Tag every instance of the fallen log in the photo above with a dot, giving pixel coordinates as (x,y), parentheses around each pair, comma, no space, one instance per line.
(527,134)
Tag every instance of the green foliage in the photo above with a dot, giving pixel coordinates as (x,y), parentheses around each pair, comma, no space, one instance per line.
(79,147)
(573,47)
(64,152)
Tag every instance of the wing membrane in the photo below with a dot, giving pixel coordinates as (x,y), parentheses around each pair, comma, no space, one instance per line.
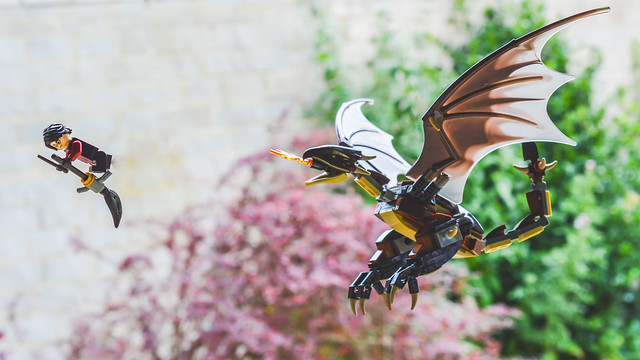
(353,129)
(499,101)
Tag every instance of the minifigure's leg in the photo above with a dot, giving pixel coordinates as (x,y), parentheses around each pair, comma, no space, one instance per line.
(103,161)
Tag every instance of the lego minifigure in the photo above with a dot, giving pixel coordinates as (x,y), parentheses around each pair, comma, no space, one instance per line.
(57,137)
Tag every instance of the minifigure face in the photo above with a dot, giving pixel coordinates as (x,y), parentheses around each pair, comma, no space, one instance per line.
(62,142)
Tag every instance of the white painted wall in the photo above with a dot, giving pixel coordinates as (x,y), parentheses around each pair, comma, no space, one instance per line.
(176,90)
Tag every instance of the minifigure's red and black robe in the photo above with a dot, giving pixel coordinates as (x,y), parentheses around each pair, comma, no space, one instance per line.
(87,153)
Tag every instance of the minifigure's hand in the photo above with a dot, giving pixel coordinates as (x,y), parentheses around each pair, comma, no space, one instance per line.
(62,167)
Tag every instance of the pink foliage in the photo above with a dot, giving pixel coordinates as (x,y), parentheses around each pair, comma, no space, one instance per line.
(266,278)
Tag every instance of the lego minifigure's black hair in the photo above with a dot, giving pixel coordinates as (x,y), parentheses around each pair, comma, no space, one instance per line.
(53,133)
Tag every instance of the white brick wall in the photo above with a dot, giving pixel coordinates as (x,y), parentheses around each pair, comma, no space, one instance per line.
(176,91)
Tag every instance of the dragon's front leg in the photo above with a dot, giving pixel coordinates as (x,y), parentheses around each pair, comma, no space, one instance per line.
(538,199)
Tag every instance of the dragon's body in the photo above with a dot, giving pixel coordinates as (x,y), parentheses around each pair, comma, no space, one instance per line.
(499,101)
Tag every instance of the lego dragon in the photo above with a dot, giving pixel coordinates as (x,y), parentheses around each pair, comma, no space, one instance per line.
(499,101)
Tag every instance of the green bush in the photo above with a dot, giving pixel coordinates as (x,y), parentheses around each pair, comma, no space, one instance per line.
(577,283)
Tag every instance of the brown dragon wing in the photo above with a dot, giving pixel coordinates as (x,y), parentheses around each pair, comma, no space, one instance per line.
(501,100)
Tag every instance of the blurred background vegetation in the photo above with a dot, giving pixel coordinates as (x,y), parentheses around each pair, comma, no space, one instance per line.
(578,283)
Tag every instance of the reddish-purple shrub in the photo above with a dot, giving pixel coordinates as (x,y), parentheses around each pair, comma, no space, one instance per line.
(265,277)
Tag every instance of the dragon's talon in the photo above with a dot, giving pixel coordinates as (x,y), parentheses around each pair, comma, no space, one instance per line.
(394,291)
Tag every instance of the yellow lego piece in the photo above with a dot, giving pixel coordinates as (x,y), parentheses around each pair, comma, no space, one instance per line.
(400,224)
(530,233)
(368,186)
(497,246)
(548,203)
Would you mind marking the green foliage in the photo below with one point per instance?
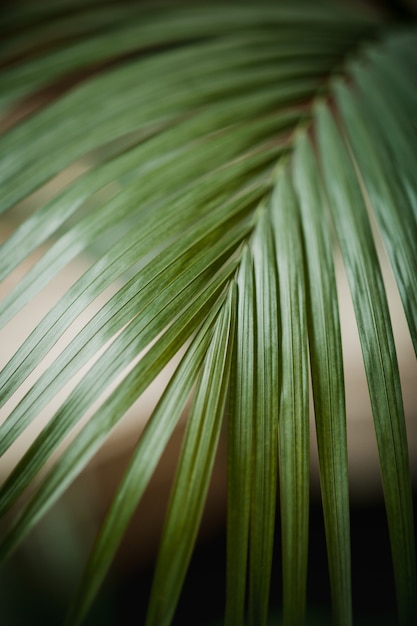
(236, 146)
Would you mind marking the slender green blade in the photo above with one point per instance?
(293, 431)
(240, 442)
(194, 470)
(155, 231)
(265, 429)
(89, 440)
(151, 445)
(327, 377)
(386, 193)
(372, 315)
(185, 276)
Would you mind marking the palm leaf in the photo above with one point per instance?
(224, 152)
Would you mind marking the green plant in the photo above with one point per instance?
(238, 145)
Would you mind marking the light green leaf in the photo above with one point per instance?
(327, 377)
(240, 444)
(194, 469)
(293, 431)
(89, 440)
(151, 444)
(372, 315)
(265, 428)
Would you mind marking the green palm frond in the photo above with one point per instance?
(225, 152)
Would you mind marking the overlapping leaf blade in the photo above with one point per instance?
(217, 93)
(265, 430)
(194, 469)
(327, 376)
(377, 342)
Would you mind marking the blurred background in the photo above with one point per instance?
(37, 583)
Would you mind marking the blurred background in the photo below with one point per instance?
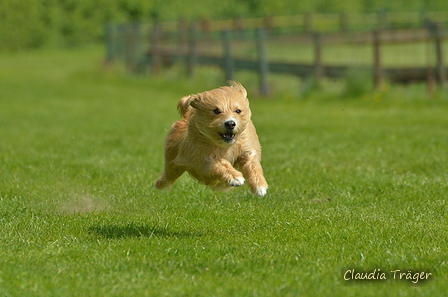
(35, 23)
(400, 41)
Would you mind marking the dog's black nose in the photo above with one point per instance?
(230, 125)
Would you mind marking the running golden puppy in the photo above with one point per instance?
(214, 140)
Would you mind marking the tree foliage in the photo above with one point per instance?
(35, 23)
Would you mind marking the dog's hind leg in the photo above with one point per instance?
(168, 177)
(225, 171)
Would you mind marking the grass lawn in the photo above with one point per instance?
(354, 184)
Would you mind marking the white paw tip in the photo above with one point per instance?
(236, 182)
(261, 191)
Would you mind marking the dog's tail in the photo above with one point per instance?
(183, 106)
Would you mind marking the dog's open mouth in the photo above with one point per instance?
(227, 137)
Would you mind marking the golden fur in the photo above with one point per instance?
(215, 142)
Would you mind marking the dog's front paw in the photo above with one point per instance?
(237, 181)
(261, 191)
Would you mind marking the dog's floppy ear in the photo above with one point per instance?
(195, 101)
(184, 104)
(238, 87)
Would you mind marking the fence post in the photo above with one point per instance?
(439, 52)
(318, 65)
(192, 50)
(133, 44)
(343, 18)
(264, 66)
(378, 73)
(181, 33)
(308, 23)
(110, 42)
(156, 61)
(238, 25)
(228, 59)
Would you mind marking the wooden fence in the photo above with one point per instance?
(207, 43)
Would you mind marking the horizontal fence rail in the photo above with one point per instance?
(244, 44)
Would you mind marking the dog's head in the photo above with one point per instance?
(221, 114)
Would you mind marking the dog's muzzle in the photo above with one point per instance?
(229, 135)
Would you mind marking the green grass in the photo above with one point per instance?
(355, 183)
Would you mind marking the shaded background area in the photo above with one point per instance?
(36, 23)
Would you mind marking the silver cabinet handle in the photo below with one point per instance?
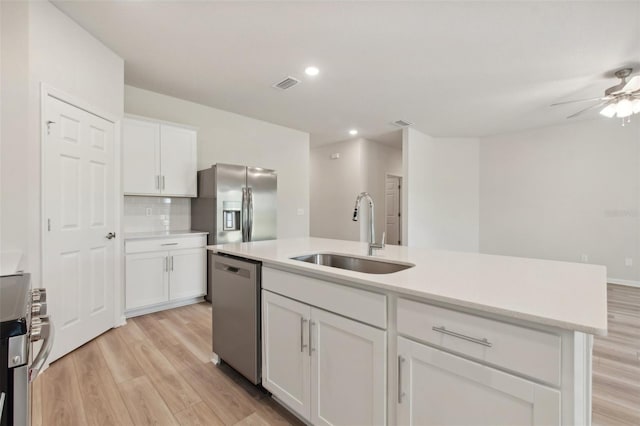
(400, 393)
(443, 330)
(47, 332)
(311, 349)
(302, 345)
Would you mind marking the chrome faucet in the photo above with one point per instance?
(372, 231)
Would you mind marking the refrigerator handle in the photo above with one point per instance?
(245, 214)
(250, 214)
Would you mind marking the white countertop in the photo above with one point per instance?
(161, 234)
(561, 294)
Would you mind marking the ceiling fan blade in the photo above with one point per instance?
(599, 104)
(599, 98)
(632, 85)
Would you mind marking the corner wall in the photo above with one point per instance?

^^^^

__Task goal__. Set down, word for word, the full listing above, and carry over no pictures.

__Answer to the exercise__.
Tag every instance of the fallen log in the photo above with a dot, giving pixel coordinates as (x,y), parentheses around each pair, comma, no space, one instance per line.
(527,134)
Tag every instance of the green foliage in the photo above with a dot, giving pixel coordinates as (x,y), parentheses around each pair, comma, no space, one instance per line.
(79,147)
(573,47)
(64,152)
Tag every instance of the wing membrane in the photo below with a dot, giving pixel coordinates as (x,y), parentheses around each pair, comma, no space, one instance per line.
(353,129)
(499,101)
Tag every instance of the minifigure's leg in the photo above with a dot, giving pixel coordinates as (x,y), parentheses around each pair, comma, no space, one instance per line.
(103,161)
Tag every instance of the lego minifigure in the photo above with a dot, giving pixel coordinates as (x,y), parentheses around each pair, comma, no space, one instance per line.
(57,137)
Tag every instance of the minifigure face in the photo above with a dot, giving pixel coordinates as (x,y), parentheses around each pair, comma, no space, one instance per line.
(62,142)
Tag every instance of the white painted wall in the photo above with a dot, giving pixel coordinates as (x,y), parentheses around each pair, comma, no space, one instance per line.
(176,90)
Tag every instance of the minifigure's red and black robe in the photo above with a dot, giving pixel coordinates as (x,y), parentheses around each pair, comma, no space, one instance per line.
(87,153)
Tag every instance of the minifigure's hand in the photo above with a dot, giving pixel coordinates as (x,y), parentheses around each pair, comma, no space, one instance per line.
(62,167)
Tag every instance of the pink foliage in the photo above with a dot, giving pixel coordinates as (x,y), parentheses around each pair, comma, no space, one instance per line.
(266,278)
Tag every instance of the lego minifigure's black hair in the photo above with a dot, giving pixel coordinates as (x,y), parentheses around each pair, comma, no space, one instance per line.
(53,133)
Tag every instance of the white brick wall in the photo above with a dot, giving pixel coordinates as (x,y), parentheses around each pair, comma, no space, one instance per line.
(176,91)
Tag every instance of the dragon's front leg in the photo above with a dot, giving pixel coordinates as (x,y), parentheses around each pair, comma, no space, one instance per line.
(538,199)
Tag every instance of the dragon's body in the photo above with a dot, giving pixel coordinates as (x,y), parentheses around each pair, comma, no space, one instance per line.
(499,101)
Tag every instance of the lego dragon in the photo above with a dot, giving pixel coordinates as (x,y), parentheses around each pair, comma, no space, one instance per line.
(499,101)
Tag every instance of the green bush in the photo above with a dot, giving pixel coordinates as (x,y), parentheses around each pair, comma, no space, one instance per line.
(577,283)
Tag every instance of the brown dragon wing in the photo above with a dot, giving pixel coordinates as (x,y), parentheses around each pair, comma, no space, one instance per line.
(501,100)
Tag every instance of the blurred background vegetation in the photo above with a dot, giving pixel coordinates as (x,y), parentheses around each pair, comma, no space, one instance per line.
(578,283)
Tag every instance of the reddish-purple shrub in the photo above with a dot, giving pixel coordinates as (x,y), parentheses around each pair, comma, no space, one instance per line.
(265,277)
Tag every instance of the dragon's talon in the photo above with a dot, giving pixel coordinates as (x,y), parentheses around each pair, comma, no space, one instance per line.
(394,291)
Tag every instance of the yellow lego piece in the photo above with a dot, giving pixel coordinates as (x,y), parentheses around each pair, comma, no space, one instance per line.
(400,224)
(530,233)
(368,186)
(497,246)
(548,203)
Would you mind marking the green foliage in the photo below with one point per instance?
(236, 146)
Would you mind marking the slender green blade in the photo above with one point per instance?
(293, 431)
(240, 442)
(194, 470)
(155, 231)
(265, 429)
(89, 440)
(151, 445)
(327, 377)
(386, 193)
(372, 315)
(185, 276)
Would you mind marking the palm leaf in the photo above with one point per instance?
(224, 152)
Would you mind marking the green plant in the photo above with one point per instance?
(238, 145)
Would you mind marking the light green leaf in the photo above with one point per instance?
(327, 377)
(240, 444)
(194, 469)
(293, 431)
(89, 440)
(151, 444)
(372, 315)
(265, 428)
Would you mind marking the green palm frond in the photo above with one point per instance?
(225, 152)
Would you mind marking the overlapping leaf blade in the photo above with one point per instance?
(217, 93)
(265, 430)
(194, 469)
(327, 376)
(377, 342)
Would you mind marking the blurred background in the photo above with one point per instance?
(37, 583)
Would you mind marking the blurred background in the photo below with one point per instance?
(35, 23)
(400, 41)
Would you mind marking the dog's black nose in the photo above with one point per instance?
(230, 125)
Would you mind marking the running golden puppy in the photo above with one point per instance?
(214, 140)
Would you mind marking the tree foliage in the photo above with one point per instance?
(35, 23)
Would you mind marking the dog's hind leg in the photo above with one point per instance?
(168, 177)
(225, 171)
Would you mind marking the grass lawn in the photo above with one point per instance?
(354, 184)
Would you mind marking the white paw tip in the photo above with one point per instance?
(236, 182)
(261, 191)
Would you mind marking the dog's tail in the photo above with one point per instance?
(183, 106)
Would you mind marking the dog's open mouth in the photo above with one point per instance?
(227, 137)
Would you mind marking the golden fur in the photo above with one point per instance?
(215, 142)
Would you mind marking the dog's front paw in the photo above with one point per instance?
(237, 181)
(261, 191)
Would you mind marking the dog's floppy ear in the photo above with one point per instance?
(195, 101)
(184, 104)
(238, 87)
Would you mind marking the fence post in the photo above with one point per instance?
(439, 52)
(318, 65)
(192, 50)
(133, 44)
(343, 18)
(264, 66)
(378, 73)
(181, 33)
(308, 23)
(110, 42)
(156, 61)
(238, 25)
(228, 59)
Would you mind marking the wooden fence in the photo above with one point per instance?
(207, 43)
Would you mind marking the horizontal fence rail in the photo above with one point per instance?
(244, 44)
Would you mind marking the dog's head in the photo above with one point per instance?
(221, 114)
Would you mind marking the dog's muzzle in the photo above with one point per instance?
(229, 135)
Would you mind marking the green grass in the photo above with one point per instance?
(355, 183)
Would you mind marking the shaded background area in the photo above with one point per instance?
(36, 23)
Would you mind marking the silver cabinet handle in the photo below with one point per instance?
(400, 393)
(443, 330)
(47, 332)
(311, 349)
(302, 345)
Would you mind marking the chrome faucet in the photo above with one point per instance?
(372, 231)
Would you mind marking the refrigerator handle in the photo above with one point per instance?
(245, 214)
(250, 214)
Would you mind marking the white countertop in the photo above with one point per instance?
(161, 234)
(561, 294)
Would you mind marking the ceiling fan blade in the photo above with one point per instance?
(599, 104)
(599, 98)
(632, 85)
Would you mind marking the corner wall in the photo above with one point per instance?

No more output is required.